Exercise input
================

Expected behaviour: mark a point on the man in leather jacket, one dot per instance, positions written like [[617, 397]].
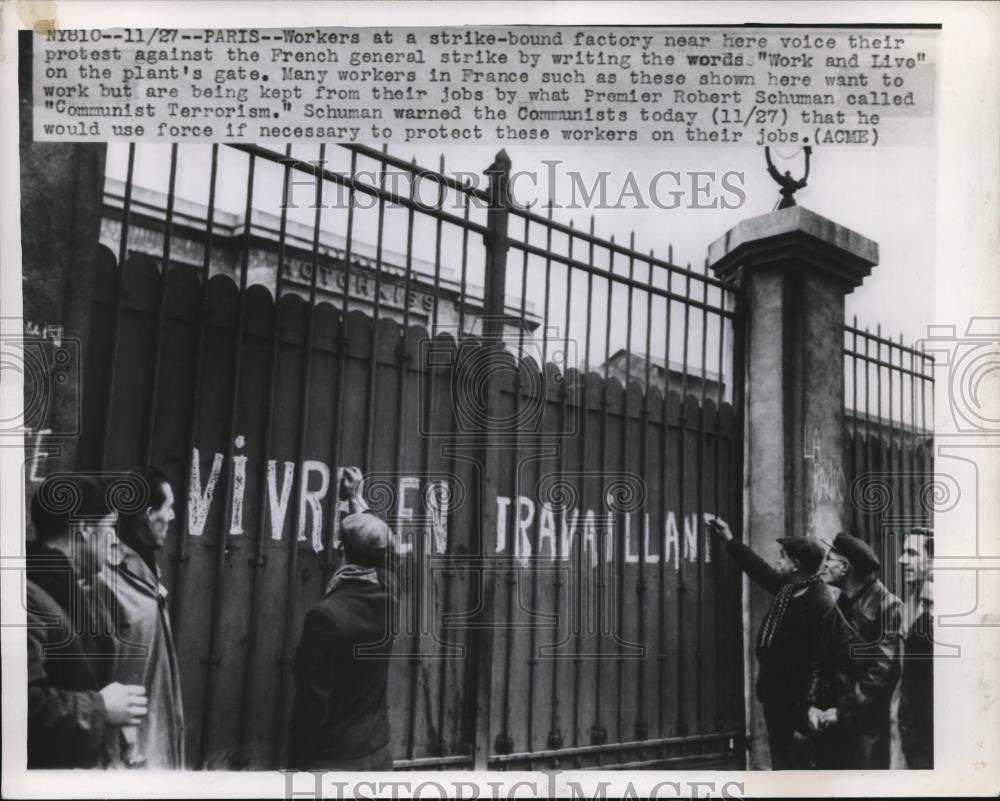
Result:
[[340, 714], [798, 645], [916, 688], [858, 727]]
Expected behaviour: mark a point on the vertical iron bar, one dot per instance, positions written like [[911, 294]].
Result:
[[855, 449], [599, 733], [463, 284], [286, 657], [555, 732], [376, 301], [181, 555], [699, 545], [619, 572], [258, 560], [585, 431], [161, 315], [682, 508], [330, 561], [914, 480], [437, 251], [720, 576], [533, 556], [442, 744], [894, 477], [868, 428], [662, 655], [212, 659], [417, 535], [887, 464], [497, 244], [119, 301], [641, 724]]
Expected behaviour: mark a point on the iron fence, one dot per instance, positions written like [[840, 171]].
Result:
[[889, 414], [578, 394]]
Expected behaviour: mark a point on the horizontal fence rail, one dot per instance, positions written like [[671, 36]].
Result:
[[545, 417], [889, 414]]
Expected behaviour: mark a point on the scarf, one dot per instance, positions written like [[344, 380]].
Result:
[[772, 623]]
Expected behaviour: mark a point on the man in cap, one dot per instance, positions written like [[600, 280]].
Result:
[[797, 644], [340, 713], [859, 725], [916, 688], [75, 708]]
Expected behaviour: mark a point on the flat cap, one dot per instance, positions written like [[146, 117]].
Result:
[[365, 534], [858, 552], [804, 550]]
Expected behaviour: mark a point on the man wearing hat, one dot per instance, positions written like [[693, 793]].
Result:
[[797, 645], [860, 723], [340, 714]]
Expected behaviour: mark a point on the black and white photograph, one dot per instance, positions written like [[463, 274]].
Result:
[[535, 390]]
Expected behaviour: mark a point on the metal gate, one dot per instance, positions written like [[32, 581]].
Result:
[[889, 451], [544, 416]]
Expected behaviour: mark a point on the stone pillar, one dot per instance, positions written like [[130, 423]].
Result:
[[62, 187], [792, 269]]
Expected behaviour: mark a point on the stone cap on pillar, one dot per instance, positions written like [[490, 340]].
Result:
[[794, 239]]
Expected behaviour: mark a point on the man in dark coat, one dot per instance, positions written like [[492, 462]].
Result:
[[340, 714], [916, 689], [798, 642], [75, 710], [129, 585], [859, 725]]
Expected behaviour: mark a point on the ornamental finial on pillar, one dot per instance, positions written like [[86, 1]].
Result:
[[789, 186]]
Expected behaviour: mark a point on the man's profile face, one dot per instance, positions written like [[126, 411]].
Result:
[[915, 562], [90, 543], [835, 568], [158, 520]]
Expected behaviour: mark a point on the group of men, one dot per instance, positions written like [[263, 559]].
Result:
[[837, 652], [103, 684]]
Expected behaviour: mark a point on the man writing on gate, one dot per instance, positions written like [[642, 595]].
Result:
[[798, 645], [130, 586], [75, 707], [340, 714], [857, 726]]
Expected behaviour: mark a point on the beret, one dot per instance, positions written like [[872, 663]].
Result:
[[856, 551], [804, 550], [365, 533]]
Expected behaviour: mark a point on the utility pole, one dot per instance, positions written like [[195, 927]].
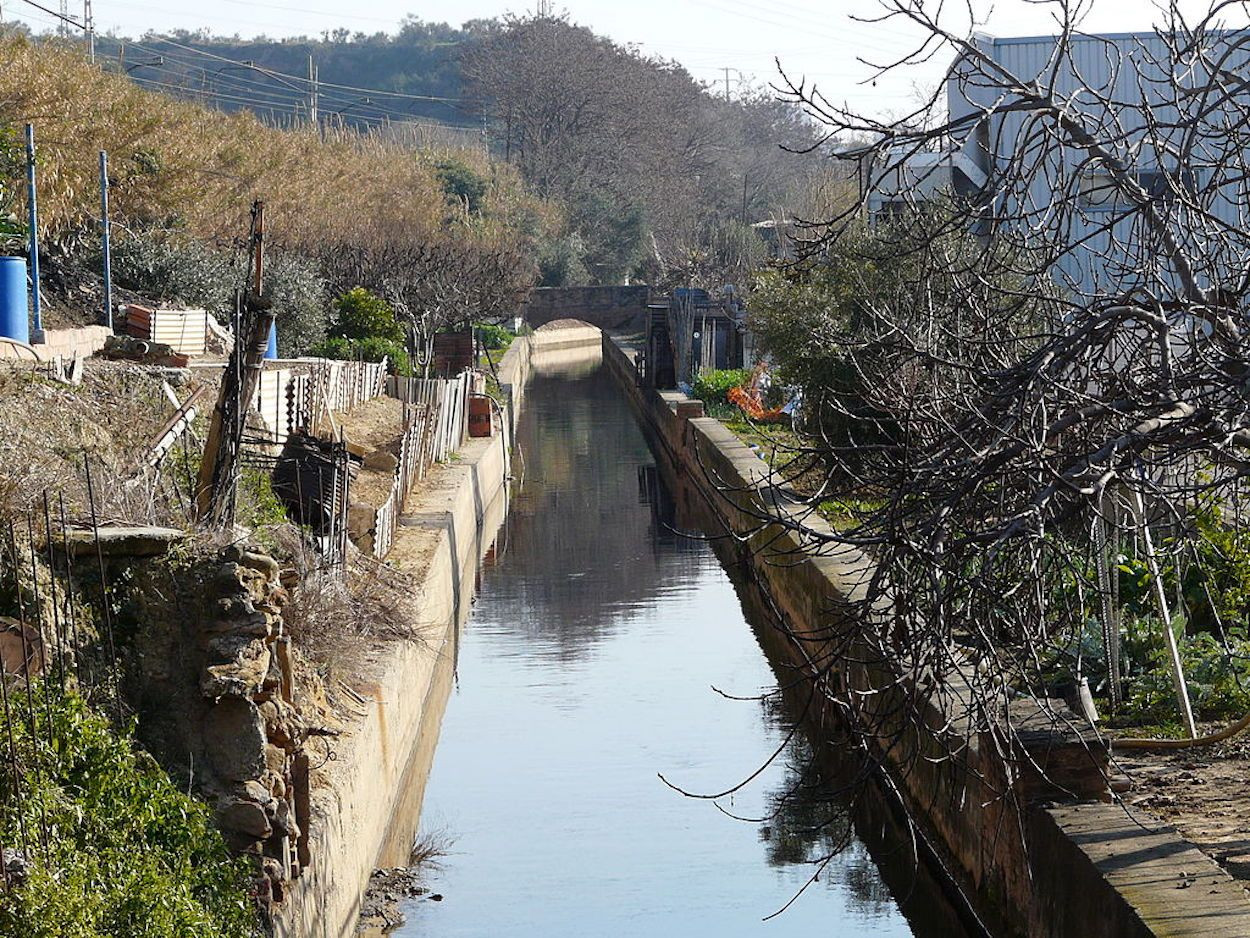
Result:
[[311, 91], [219, 468], [105, 238], [89, 29], [36, 334]]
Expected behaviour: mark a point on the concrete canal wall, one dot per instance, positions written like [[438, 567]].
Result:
[[366, 801], [1040, 862]]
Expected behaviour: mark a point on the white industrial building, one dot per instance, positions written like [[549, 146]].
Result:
[[1154, 106]]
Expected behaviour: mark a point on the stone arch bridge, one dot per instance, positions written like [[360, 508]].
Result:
[[610, 308]]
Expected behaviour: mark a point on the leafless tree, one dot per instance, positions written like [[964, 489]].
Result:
[[1041, 369]]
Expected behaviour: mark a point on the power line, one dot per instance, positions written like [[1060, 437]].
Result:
[[56, 14]]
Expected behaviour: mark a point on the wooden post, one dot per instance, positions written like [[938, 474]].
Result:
[[1178, 670]]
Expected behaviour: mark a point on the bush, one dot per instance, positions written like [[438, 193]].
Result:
[[714, 384], [363, 315], [129, 853], [295, 287], [169, 267], [561, 262], [494, 337], [461, 184], [371, 349]]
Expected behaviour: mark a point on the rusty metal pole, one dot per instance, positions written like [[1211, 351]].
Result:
[[221, 450]]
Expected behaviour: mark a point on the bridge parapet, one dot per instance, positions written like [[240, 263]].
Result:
[[610, 308]]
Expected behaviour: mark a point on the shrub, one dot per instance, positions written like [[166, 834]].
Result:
[[168, 267], [295, 287], [461, 184], [371, 349], [494, 337], [363, 315], [561, 262], [129, 853], [714, 384]]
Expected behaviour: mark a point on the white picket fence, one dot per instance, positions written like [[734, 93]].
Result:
[[294, 395], [436, 417], [334, 385]]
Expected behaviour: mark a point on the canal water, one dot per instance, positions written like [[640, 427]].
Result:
[[603, 654]]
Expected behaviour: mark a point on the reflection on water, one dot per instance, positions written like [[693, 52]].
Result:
[[591, 665]]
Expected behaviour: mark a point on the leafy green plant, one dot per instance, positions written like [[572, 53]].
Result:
[[713, 384], [461, 184], [494, 337], [371, 349], [258, 505], [359, 314], [1218, 678], [128, 853]]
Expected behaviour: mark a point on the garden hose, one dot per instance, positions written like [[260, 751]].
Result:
[[1230, 731]]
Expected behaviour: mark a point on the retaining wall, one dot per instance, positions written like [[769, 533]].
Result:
[[1085, 867], [366, 802]]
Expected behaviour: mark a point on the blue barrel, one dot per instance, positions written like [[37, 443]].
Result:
[[14, 299]]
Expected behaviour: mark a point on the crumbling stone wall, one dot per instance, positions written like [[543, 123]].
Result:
[[251, 729], [213, 674]]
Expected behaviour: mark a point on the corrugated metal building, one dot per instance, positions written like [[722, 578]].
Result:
[[1129, 89]]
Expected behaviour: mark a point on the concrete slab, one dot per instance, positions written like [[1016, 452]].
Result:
[[1173, 887]]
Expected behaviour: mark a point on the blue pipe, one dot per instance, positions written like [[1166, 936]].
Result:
[[35, 303], [14, 303]]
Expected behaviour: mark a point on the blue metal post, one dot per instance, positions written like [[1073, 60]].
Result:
[[36, 334], [104, 238]]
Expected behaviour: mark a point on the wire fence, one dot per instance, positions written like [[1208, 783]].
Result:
[[43, 655]]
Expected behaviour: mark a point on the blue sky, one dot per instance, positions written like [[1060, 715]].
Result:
[[819, 40]]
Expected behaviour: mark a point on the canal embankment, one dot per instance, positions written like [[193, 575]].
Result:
[[366, 798], [1033, 858]]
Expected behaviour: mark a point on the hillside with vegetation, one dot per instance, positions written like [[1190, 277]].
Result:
[[661, 176], [444, 234]]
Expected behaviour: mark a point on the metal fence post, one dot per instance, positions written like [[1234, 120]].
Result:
[[36, 333], [104, 238]]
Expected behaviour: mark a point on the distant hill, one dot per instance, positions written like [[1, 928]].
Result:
[[416, 70], [659, 176]]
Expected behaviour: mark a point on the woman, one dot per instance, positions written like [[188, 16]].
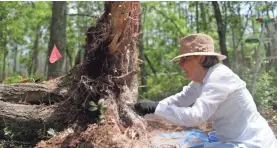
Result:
[[218, 94]]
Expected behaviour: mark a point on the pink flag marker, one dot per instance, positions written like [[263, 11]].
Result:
[[55, 55]]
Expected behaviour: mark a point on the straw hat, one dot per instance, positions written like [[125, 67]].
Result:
[[197, 44]]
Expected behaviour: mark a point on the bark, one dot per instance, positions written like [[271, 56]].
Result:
[[58, 37], [107, 73], [197, 16], [221, 32], [203, 16], [143, 78], [34, 65], [15, 60], [258, 60]]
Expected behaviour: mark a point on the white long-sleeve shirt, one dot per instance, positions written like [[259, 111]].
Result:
[[224, 99]]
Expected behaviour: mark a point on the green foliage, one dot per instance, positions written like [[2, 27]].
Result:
[[266, 90], [15, 78]]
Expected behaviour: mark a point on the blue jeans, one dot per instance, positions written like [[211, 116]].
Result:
[[223, 145]]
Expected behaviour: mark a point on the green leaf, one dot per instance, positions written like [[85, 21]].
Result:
[[91, 103], [94, 108]]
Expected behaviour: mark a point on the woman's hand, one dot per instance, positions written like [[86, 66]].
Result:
[[144, 107]]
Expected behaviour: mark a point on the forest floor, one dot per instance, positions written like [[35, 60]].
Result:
[[156, 126]]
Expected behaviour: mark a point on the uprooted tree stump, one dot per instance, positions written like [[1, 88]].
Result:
[[70, 104]]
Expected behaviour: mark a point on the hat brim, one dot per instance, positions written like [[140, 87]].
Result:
[[220, 56]]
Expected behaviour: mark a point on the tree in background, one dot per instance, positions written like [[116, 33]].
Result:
[[58, 37]]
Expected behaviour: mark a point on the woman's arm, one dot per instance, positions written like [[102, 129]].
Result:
[[184, 98]]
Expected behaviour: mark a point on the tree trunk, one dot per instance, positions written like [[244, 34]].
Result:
[[15, 59], [197, 16], [34, 65], [221, 30], [57, 37], [143, 77], [107, 75], [203, 16]]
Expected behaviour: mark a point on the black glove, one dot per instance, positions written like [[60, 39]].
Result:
[[144, 107]]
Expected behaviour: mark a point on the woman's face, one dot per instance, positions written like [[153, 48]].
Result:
[[192, 68]]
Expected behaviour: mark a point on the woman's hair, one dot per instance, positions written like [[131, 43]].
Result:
[[210, 61]]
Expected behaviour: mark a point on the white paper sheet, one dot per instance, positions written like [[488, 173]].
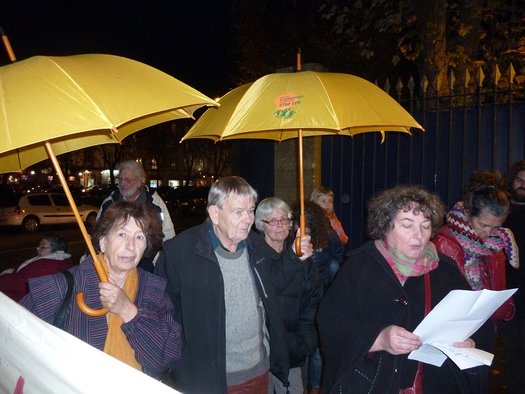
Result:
[[459, 315]]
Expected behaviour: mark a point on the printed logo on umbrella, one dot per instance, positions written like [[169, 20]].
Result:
[[285, 103]]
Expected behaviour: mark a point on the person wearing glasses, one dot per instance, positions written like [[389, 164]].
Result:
[[298, 288], [328, 252], [219, 278], [52, 257], [131, 187]]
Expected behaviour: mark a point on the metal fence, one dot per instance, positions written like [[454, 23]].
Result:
[[479, 125]]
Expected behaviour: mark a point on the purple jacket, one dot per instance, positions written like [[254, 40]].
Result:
[[153, 333]]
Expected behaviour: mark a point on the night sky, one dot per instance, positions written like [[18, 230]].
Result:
[[190, 40]]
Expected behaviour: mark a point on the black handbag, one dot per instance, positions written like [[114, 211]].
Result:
[[61, 314]]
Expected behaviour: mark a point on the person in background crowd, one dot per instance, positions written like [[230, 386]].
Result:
[[328, 255], [131, 187], [382, 293], [219, 277], [52, 257], [513, 332], [298, 288], [140, 328], [324, 197], [475, 239]]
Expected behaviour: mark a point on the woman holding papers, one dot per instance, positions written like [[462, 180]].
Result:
[[140, 328], [382, 293], [475, 239]]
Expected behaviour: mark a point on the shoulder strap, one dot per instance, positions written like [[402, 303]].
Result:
[[428, 299], [61, 314]]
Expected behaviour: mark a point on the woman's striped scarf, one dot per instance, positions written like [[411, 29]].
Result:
[[475, 248]]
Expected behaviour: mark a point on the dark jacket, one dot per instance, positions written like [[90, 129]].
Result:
[[152, 333], [333, 253], [299, 290], [196, 287], [365, 298]]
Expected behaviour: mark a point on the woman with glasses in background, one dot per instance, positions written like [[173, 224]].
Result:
[[52, 257], [299, 289]]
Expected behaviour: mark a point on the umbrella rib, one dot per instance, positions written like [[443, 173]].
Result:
[[86, 95]]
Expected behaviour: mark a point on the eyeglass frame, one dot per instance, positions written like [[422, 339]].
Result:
[[128, 181], [283, 221]]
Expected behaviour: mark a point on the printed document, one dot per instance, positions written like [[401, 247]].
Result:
[[459, 315]]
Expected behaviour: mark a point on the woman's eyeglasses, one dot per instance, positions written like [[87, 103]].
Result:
[[275, 222]]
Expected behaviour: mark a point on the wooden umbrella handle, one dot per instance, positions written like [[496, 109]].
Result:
[[97, 259], [302, 222], [99, 267]]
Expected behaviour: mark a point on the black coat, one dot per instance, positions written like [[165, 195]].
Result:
[[299, 290], [196, 287], [365, 298]]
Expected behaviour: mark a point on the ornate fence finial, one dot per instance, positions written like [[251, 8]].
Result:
[[481, 76], [511, 74], [424, 84], [451, 81], [399, 86], [386, 86], [497, 75], [411, 85], [467, 79]]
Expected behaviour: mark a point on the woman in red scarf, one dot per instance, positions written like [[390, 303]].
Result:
[[379, 297]]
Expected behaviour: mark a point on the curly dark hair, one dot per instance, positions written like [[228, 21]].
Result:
[[513, 171], [317, 223], [120, 212], [487, 192], [384, 207]]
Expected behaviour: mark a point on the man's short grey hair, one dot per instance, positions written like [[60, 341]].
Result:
[[135, 167], [265, 209], [227, 185]]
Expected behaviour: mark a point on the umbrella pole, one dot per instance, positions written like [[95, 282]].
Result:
[[302, 221], [97, 262], [7, 45]]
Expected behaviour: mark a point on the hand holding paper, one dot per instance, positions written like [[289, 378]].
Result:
[[459, 315]]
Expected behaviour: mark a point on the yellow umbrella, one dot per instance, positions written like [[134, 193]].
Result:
[[80, 101], [281, 106], [53, 105]]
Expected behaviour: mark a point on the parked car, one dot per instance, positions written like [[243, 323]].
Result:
[[36, 209]]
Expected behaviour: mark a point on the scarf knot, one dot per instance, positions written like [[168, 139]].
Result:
[[475, 248], [405, 267]]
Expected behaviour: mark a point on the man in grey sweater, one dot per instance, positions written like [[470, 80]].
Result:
[[218, 276]]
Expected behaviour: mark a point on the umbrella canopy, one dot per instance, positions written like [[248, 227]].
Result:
[[53, 105], [81, 101], [281, 106], [277, 105]]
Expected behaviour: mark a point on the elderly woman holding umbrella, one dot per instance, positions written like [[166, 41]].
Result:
[[382, 293], [140, 328], [298, 287]]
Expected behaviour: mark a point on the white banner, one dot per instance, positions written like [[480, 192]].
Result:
[[36, 357]]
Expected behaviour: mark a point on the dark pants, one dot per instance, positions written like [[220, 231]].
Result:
[[258, 385], [512, 335]]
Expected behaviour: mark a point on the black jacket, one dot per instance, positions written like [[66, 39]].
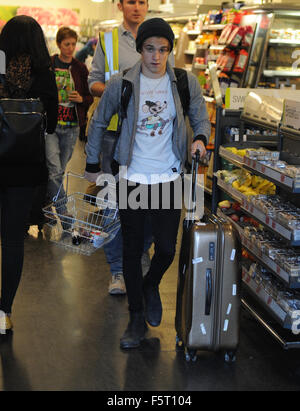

================

What is required
Using the data above, reproduce exactly the lines from the line that contains "Expected behaviour: mark a point on the stone arch" through the line that contains "Expected behaviour: mark a point on the bush, one", including both.

Written reply
Expected behaviour: mark a point on the stone arch bridge, one dot per instance, positions written like [[360, 508]].
Result:
[[610, 308]]
Expected behaviour: mark a point on the leafless tree, one dot per instance, positions written like [[964, 489]].
Result:
[[1041, 369]]
Expected behaviour: mark a point on the power line, one dot per instance, positions written like [[1060, 437]].
Result:
[[56, 14]]
Expected behaviour: mark a point on the wooden post, one dot per instance, positions written like [[938, 474]].
Result:
[[1178, 670]]
Expected behaviour: mark a point on the bush, one dot per instance, positions written like [[438, 193]].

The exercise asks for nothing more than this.